Consigne:
Recopiez mot pour mot le passage de l'extrait ci-dessous sur le film de Mankiewicz, entre « Max Monetti, plus » et « trois-quarts du film. » inclus.

Extrait du texte:
Somewhere in the night avait beau être, dans l'intention de Mankiewicz, un film noir destiné à lui faire apprendre les ficelles du métier, il véhiculait d'intéressants prototypes, notamment dans le fait d'utiliser l'intrigue pour construire un puzzle avec narration comme il aime tant les faire. Celui-ci aborde d'autres thèmes, qui sont passionnants, et qui renvoient aussi bien à la Bible, à Shakespeare, qu'à des valeurs Américaines: on parle ici de rêve Américain, de meurtre symbolique du père et de partage de la dépouille (Quatre ans avant Julius caesar) et d'ascension suivie de chute. Le film a la réputation d'être mineur, un exercice imposé. C'est sur qu'entre A letter to three wives et All about Eve, on sent bien qu'il n'est pas à la même hauteur, mais il vaut bien plus que ce qu'on en a parfois dit.

 

Max Monetti, plus que le héros de ce film, est l'ancrage. Interprété par Richard Conte qui lui confère son aspect rugueux, brutal dans ses mots et sa manière d'être, il est un avocat, l'un des quatre fils de Gino Monetti, un immigrant Sicilien qui a construit une banque à partir de petits prèts de voisinage. dans l'introduction du film, il sort de prison (Ou il a passé sept années), et vient rêgler ses comptes auprès de ses frères. On ne sait pas encore pourquoi, mais on apprend que le père est mort, et que la banque appartient désormais aux trois autres Monetti: tous les fils, moins Max... La fin de l'introduction voit Max se rendre à la maison familiale, ou il entame un flashback, qui va prendre les trois-quarts du film.

Données:
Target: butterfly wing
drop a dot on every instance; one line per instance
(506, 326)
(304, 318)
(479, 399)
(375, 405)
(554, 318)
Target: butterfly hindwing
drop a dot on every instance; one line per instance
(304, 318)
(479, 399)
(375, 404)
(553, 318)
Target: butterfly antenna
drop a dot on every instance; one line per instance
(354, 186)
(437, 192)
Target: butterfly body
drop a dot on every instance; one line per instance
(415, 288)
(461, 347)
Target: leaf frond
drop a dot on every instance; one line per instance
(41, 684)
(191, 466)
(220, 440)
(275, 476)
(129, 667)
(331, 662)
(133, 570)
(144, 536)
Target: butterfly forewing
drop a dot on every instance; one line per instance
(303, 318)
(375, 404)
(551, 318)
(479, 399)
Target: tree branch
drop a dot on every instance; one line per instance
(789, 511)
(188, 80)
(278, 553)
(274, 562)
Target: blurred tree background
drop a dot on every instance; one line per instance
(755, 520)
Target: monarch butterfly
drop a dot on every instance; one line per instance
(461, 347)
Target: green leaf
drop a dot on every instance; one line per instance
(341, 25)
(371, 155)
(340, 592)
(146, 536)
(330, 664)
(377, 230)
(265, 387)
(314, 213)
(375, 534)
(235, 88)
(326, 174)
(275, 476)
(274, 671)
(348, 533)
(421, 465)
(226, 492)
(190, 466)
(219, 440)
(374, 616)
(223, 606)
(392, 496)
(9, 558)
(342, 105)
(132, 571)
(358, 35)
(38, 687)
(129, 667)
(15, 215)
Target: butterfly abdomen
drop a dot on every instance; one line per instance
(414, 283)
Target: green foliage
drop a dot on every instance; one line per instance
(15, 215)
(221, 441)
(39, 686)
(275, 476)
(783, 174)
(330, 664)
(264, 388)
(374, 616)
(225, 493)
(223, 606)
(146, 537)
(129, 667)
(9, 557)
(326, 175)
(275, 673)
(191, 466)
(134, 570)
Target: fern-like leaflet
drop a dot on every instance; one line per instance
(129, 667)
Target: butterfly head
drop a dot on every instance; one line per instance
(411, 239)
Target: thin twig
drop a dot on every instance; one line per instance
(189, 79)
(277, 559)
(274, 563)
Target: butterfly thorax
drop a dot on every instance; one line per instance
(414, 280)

Réponse rédigée:
Max Monetti, plus que le héros de ce film, est l'ancrage. Interprété par Richard Conte qui lui confère son aspect rugueux, brutal dans ses mots et sa manière d'être, il est un avocat, l'un des quatre fils de Gino Monetti, un immigrant Sicilien qui a construit une banque à partir de petits prèts de voisinage. dans l'introduction du film, il sort de prison (Ou il a passé sept années), et vient rêgler ses comptes auprès de ses frères. On ne sait pas encore pourquoi, mais on apprend que le père est mort, et que la banque appartient désormais aux trois autres Monetti: tous les fils, moins Max... La fin de l'introduction voit Max se rendre à la maison familiale, ou il entame un flashback, qui va prendre les trois-quarts du film.